[Opening RECORDED INFORMATION section]

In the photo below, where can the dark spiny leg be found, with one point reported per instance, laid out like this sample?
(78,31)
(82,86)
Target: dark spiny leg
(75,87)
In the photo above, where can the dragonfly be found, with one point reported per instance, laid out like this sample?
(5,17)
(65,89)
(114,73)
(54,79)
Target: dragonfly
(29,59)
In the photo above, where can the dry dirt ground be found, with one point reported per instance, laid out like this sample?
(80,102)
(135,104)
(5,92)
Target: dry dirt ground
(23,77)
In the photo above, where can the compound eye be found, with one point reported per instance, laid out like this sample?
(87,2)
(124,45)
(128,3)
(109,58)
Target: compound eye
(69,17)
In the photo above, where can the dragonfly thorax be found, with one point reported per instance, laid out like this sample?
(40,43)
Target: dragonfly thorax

[Closing RECORDED INFORMATION section]

[AIM OF THE TASK] The full data, transcribed without change, is the expected answer.

[RESPONSE AREA]
In the photo below, where can the dark spiny leg be found, with one point reported per instance, laid out like this sample?
(78,31)
(82,86)
Target: dark spiny leg
(75,87)
In the photo above, where can the dragonfly be found, with one point reported per instance, laid out like this sample?
(5,17)
(65,89)
(114,73)
(54,79)
Target: dragonfly
(29,59)
In the photo above, where can the dry dirt ground be found, with one point reported per instance, laid out like this sample?
(80,102)
(135,104)
(5,92)
Target: dry dirt ground
(23,77)
In the photo above, where can the compound eye be found, with one point reported per instance, laid out like this sample?
(87,2)
(124,45)
(128,3)
(109,58)
Target: compound eye
(69,17)
In the photo above, where can the dragonfly thorax be found, with one point reported per instance, laid out like this sample?
(40,43)
Target: dragonfly thorax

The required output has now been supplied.